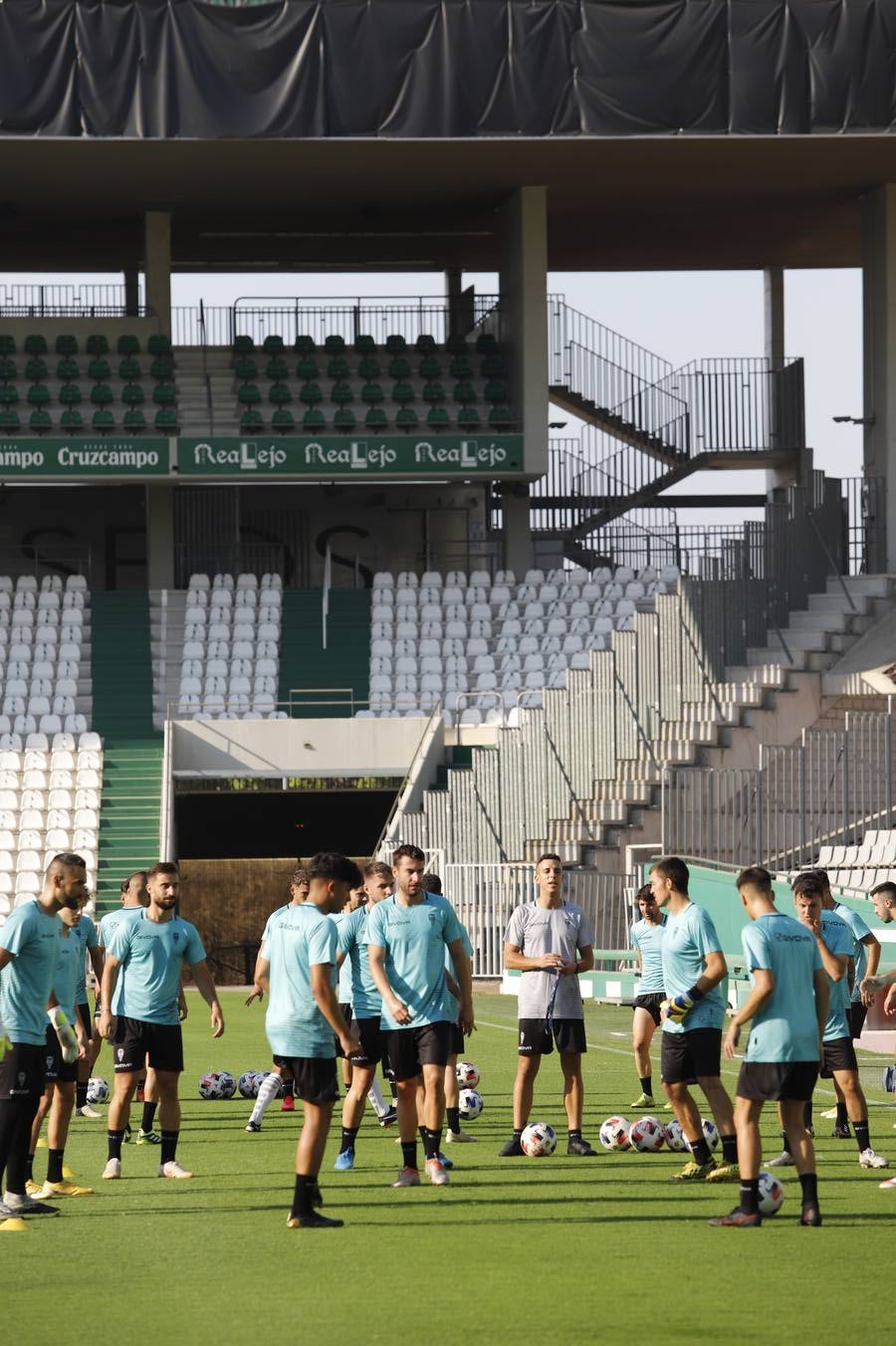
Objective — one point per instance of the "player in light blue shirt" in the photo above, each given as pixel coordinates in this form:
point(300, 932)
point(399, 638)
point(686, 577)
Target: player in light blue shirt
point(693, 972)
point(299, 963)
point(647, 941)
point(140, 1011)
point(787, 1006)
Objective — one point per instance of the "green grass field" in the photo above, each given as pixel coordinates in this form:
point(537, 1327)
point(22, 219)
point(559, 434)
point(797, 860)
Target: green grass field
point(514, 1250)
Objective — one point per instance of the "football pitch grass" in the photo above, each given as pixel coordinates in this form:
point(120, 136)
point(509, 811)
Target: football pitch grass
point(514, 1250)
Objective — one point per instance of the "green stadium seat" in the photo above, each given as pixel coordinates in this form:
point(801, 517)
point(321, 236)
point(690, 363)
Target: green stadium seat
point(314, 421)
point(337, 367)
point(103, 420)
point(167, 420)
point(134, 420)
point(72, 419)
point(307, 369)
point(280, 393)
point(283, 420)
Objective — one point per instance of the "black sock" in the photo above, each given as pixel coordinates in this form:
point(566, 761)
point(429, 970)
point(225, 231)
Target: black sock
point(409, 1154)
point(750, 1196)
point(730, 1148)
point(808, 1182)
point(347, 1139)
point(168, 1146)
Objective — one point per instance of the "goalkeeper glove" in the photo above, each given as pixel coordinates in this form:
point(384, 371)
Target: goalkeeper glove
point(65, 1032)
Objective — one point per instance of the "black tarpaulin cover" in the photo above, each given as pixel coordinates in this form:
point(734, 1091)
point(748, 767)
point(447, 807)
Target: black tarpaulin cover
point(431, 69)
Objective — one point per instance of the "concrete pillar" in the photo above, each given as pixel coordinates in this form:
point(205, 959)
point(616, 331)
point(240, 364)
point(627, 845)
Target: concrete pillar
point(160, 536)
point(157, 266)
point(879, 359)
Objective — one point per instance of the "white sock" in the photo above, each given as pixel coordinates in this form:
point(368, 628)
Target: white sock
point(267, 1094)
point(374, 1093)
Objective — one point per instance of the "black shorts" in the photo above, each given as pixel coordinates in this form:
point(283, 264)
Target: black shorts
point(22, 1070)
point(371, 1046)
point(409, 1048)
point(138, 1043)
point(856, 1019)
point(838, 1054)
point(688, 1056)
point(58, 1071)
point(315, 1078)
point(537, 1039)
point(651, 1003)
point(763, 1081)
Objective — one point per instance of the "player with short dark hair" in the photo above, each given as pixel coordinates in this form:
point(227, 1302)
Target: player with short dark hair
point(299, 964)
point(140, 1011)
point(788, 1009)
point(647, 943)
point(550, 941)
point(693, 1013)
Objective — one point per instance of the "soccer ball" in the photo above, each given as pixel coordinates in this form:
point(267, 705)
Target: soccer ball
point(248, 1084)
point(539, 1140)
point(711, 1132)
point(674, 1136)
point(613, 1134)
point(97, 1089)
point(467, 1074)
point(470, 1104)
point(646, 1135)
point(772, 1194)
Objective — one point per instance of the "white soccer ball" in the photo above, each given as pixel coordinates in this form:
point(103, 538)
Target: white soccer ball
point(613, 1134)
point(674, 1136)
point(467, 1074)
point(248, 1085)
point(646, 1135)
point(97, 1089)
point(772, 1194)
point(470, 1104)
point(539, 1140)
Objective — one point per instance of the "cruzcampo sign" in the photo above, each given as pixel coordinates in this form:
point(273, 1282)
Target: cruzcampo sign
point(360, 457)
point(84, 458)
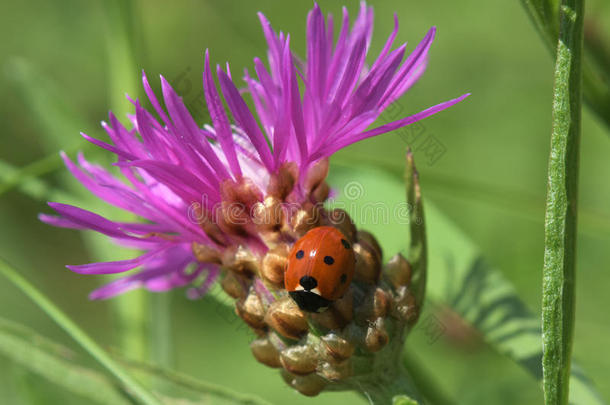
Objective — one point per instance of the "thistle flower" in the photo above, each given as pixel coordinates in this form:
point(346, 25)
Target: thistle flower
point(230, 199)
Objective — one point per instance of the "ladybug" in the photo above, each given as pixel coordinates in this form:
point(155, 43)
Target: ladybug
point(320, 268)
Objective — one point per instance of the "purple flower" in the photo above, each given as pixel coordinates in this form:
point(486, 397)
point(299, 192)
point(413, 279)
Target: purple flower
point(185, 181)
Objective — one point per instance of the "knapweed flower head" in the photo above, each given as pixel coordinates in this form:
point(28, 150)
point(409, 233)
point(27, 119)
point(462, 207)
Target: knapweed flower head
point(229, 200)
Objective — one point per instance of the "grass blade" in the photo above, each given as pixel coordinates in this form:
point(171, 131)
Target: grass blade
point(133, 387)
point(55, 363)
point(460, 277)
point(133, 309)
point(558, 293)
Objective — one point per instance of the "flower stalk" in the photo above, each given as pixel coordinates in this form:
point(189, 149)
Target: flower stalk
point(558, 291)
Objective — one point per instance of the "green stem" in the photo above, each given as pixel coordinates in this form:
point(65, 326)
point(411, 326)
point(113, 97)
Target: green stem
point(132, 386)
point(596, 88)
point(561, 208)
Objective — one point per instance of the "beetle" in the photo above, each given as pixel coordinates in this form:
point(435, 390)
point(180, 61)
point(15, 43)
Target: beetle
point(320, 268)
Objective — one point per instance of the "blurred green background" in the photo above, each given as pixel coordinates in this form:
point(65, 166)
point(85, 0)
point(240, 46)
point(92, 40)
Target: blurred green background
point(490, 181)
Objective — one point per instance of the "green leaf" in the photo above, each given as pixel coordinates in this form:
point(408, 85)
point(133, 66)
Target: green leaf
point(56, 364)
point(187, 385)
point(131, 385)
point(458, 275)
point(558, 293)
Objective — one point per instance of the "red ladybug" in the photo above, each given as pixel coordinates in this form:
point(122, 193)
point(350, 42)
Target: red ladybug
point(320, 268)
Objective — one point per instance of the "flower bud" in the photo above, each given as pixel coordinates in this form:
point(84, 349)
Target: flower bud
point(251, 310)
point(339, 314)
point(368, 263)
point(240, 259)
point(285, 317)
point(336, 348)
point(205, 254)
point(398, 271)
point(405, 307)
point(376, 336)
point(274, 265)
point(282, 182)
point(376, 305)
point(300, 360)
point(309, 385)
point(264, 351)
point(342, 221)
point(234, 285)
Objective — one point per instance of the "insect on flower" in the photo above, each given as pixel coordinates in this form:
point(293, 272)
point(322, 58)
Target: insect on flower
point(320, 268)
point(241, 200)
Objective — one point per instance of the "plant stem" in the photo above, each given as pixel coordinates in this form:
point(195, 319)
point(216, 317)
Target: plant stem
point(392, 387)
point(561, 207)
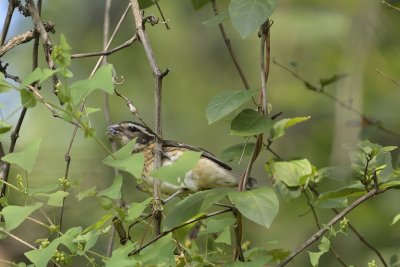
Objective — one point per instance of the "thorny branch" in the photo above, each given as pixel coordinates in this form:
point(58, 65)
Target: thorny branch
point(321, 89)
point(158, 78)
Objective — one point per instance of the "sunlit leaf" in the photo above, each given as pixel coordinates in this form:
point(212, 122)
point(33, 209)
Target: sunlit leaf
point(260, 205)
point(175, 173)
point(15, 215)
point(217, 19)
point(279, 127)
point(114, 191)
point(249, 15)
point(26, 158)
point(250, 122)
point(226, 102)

◆ **Aim of the task**
Pictures in the records above should not be copied. Repeat everything else exactly.

◆ **Reply to the task**
Objective — one point per instance of the "player in light blue shirt" in the photo above, each given as pixel coordinates in this form:
point(300, 932)
point(399, 638)
point(686, 577)
Target: player in light blue shirt
point(693, 972)
point(299, 963)
point(647, 941)
point(140, 1011)
point(787, 1006)
Objective — one point per instance of the "green grass field" in the photo above, each given as pixel coordinates in this form:
point(537, 1327)
point(22, 219)
point(559, 434)
point(797, 860)
Target: green grass field
point(514, 1250)
Objective — one point per instance of the "football pitch grass" in the photo above, each given as pixel coordinates in this form:
point(120, 136)
point(509, 811)
Target: football pitch grass
point(514, 1250)
Objective — one point per instance of the "green stadium seat" in the photo above, each given as pixel coordinates in this form:
point(801, 517)
point(321, 236)
point(690, 363)
Target: green stadium seat
point(314, 421)
point(337, 367)
point(103, 420)
point(167, 420)
point(134, 420)
point(72, 419)
point(307, 369)
point(280, 393)
point(283, 420)
Objective — one point per instance of the "black sock" in the photo above, each given as pixel coordinates in this form:
point(566, 761)
point(429, 970)
point(225, 231)
Target: black sock
point(409, 1154)
point(750, 1196)
point(730, 1148)
point(808, 1182)
point(347, 1139)
point(168, 1146)
Objective — one point per instance of the "goalkeeper glove" in the photo above, each given as pixel coordinates in this form:
point(384, 371)
Target: goalkeeper glove
point(65, 1032)
Objective — one point per instance of the "black tarpaulin cover" in the photo above, each given as pixel coordinates in this form:
point(734, 1091)
point(748, 767)
point(447, 807)
Target: black tarpaulin cover
point(431, 69)
Objective — one point per instance of the "concrete pillar" in the photo above, each given as pixel coordinates in this form:
point(205, 959)
point(616, 331)
point(240, 364)
point(627, 845)
Target: concrete pillar
point(160, 536)
point(157, 266)
point(879, 359)
Objective — one point per instance of the "white sock" in the photo above, each given as pixel coordinates in this form:
point(368, 628)
Target: white sock
point(267, 1094)
point(374, 1093)
Objective — one point per instance of the "black shorts" in the photo above, each given as pixel coordinates in this form:
point(283, 264)
Target: black shorts
point(22, 1070)
point(371, 1046)
point(409, 1048)
point(138, 1043)
point(856, 1019)
point(838, 1054)
point(688, 1056)
point(58, 1071)
point(315, 1078)
point(537, 1039)
point(651, 1003)
point(763, 1081)
Objective — one point per instance of the "player with short dark hair" in the photo above, each given as pixel coordinates in this form:
point(227, 1302)
Target: player with short dark hair
point(299, 964)
point(140, 1011)
point(788, 1009)
point(647, 943)
point(550, 941)
point(693, 1013)
Objective — one point per instance of the "soccer ball" in the photo above, each given as pixel coordinates in this form:
point(267, 705)
Target: soccer ball
point(248, 1084)
point(539, 1140)
point(711, 1132)
point(674, 1136)
point(613, 1134)
point(97, 1089)
point(467, 1074)
point(470, 1104)
point(646, 1135)
point(772, 1194)
Objective — one point per instance of the "white soccer ball" in the photo above, each given as pixel coordinates in this form:
point(103, 538)
Target: white soccer ball
point(613, 1134)
point(674, 1136)
point(467, 1074)
point(248, 1085)
point(646, 1135)
point(97, 1089)
point(772, 1194)
point(470, 1104)
point(539, 1140)
Objective — one point per instance of the "cruzcampo sign" in the photo above, each given as pixel coordinates in this form:
point(273, 1282)
Target: cruzcampo sign
point(360, 457)
point(84, 458)
Objective — one point per instance of the "thistle flower" in the photo above, each given as pixel coordinates in this form:
point(346, 25)
Target: thistle flower
point(230, 199)
Objective — one point per instance of the "ladybug" in the photo above, each given as pixel coordinates in this form:
point(155, 43)
Target: ladybug
point(320, 268)
Objective — one point per instance of the "purple flower" in the photo above, each given as pixel coordinates in this form:
point(486, 397)
point(299, 192)
point(413, 279)
Target: purple flower
point(185, 181)
Objective — one point per instance of the "knapweed flower head" in the photo above, each given as pixel coordinates in this form:
point(28, 150)
point(409, 233)
point(27, 119)
point(462, 207)
Target: knapweed flower head
point(229, 200)
Objective — one point per instance of the "grass blade" in the photo above, each given as pixel coordinates in this form:
point(171, 131)
Target: grass blade
point(133, 387)
point(55, 363)
point(460, 277)
point(133, 309)
point(558, 293)
Objective — one point per instance of the "flower stalk" in the photo above, each given as pixel coordinates in this form:
point(189, 149)
Target: flower stalk
point(558, 291)
Objective — one point per instance of the "green stem" in the photo above, each given as pixel coordinates in this form:
point(65, 326)
point(411, 326)
point(113, 97)
Target: green stem
point(132, 386)
point(596, 88)
point(561, 208)
Objective — one point per instance of the "beetle" in the photo above, each given as pixel coordinates in this form:
point(435, 390)
point(180, 61)
point(15, 43)
Target: beetle
point(320, 268)
Objective — one point per instance of the "blurred green background" in the photo above, each given as pixel coordinates in this form:
point(65, 166)
point(85, 0)
point(240, 46)
point(92, 40)
Target: blurred green background
point(490, 181)
Objective — one point per instance of the "green leaf" in the photo above, each given as pixel coordinates in this form:
point(408, 85)
point(133, 66)
Target: green leaf
point(56, 364)
point(187, 385)
point(131, 385)
point(458, 275)
point(558, 293)
Objective — one point per instance of the "red ladybug" in the photo above, each given as pixel coordinates in this form:
point(122, 193)
point(350, 42)
Target: red ladybug
point(320, 268)
Objective — one point per instance of the "flower bud" in the photo above, each given as pixel coordinates in this form:
point(84, 349)
Target: flower bud
point(251, 310)
point(339, 314)
point(368, 263)
point(240, 259)
point(285, 317)
point(336, 348)
point(205, 254)
point(398, 271)
point(405, 307)
point(376, 336)
point(274, 265)
point(282, 182)
point(376, 305)
point(300, 360)
point(309, 385)
point(264, 351)
point(342, 221)
point(234, 285)
Objective — one point per instance of the "insect on flower" in the photo above, each given as pixel coordinates in this form:
point(293, 272)
point(322, 58)
Target: insect on flower
point(320, 268)
point(241, 200)
Objective — one point per instance of the "plant stem" in the photo above, each given as pixel coordinates in this form:
point(195, 319)
point(216, 317)
Target: plant stem
point(392, 387)
point(561, 207)
Objective — one point per instance of the "thorny branch" in the photo above, each given as pixel coordinates in this form:
point(58, 65)
Target: thorny branch
point(321, 89)
point(158, 78)
Objective — one point per instance of the "sunlit leaf" in the photo above, each given as pixel coordinates in this form:
point(212, 122)
point(33, 209)
Target: sunlit leaf
point(260, 205)
point(175, 173)
point(15, 215)
point(217, 19)
point(279, 127)
point(114, 191)
point(249, 15)
point(26, 158)
point(250, 122)
point(226, 102)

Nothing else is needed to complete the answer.